**EXERCISE INSTRUCTIONS:**
Copy each of the items below back word for word, keeping every line as it is.

**SUPPLIED DATA:**
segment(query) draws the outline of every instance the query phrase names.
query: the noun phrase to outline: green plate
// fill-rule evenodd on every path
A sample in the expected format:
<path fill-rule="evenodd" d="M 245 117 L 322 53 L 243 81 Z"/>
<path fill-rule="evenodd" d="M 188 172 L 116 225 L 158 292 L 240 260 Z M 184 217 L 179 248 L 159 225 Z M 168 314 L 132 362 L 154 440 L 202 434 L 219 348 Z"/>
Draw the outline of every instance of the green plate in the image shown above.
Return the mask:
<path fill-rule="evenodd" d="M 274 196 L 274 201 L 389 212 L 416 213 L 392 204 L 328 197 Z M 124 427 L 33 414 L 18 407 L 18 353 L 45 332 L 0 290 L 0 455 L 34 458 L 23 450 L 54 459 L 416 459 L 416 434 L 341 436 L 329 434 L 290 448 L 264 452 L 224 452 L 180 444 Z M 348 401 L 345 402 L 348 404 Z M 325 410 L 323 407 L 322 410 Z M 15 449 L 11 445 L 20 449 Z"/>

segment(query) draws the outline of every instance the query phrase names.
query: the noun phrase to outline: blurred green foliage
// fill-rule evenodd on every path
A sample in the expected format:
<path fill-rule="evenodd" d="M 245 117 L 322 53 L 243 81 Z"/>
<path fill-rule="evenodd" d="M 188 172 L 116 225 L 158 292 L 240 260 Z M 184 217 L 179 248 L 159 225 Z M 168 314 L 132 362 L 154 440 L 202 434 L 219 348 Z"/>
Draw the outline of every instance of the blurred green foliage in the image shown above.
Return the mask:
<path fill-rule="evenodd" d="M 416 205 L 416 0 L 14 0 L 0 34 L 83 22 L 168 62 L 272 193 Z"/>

**FINISHED EXERCISE:**
segment(query) draws the outline of every instance the query phrase names.
query: the noun phrase to outline: green plate
// fill-rule evenodd on every path
A sample in the expected format:
<path fill-rule="evenodd" d="M 245 117 L 322 53 L 243 81 Z"/>
<path fill-rule="evenodd" d="M 188 172 L 116 225 L 158 292 L 240 260 Z M 184 217 L 179 248 L 159 225 Z M 168 314 L 132 362 L 154 440 L 202 434 L 219 348 Z"/>
Draw the outline of every instance of the green plate in the image shown above.
Return the mask:
<path fill-rule="evenodd" d="M 274 196 L 274 201 L 389 212 L 416 213 L 392 204 L 328 197 Z M 124 427 L 33 414 L 18 407 L 18 353 L 45 332 L 0 290 L 0 455 L 34 458 L 23 450 L 54 459 L 416 459 L 416 434 L 341 436 L 329 434 L 290 448 L 264 452 L 224 452 L 180 444 Z M 348 401 L 345 402 L 348 404 Z M 325 410 L 323 407 L 322 410 Z M 15 449 L 11 445 L 20 449 Z"/>

segment(query) draws the outline of every instance the query phrase names.
query: the noun phrase to outline: blurred green foliage
// fill-rule evenodd on every path
A sample in the expected format:
<path fill-rule="evenodd" d="M 245 117 L 322 53 L 243 81 Z"/>
<path fill-rule="evenodd" d="M 188 172 L 116 225 L 158 292 L 240 260 Z M 184 217 L 179 248 L 159 225 Z M 168 314 L 132 362 L 154 440 L 202 434 L 219 348 Z"/>
Draw the outline of every instance of the blurred green foliage in the image shown above.
Return the mask:
<path fill-rule="evenodd" d="M 416 205 L 416 0 L 14 0 L 0 34 L 83 22 L 168 62 L 272 193 Z"/>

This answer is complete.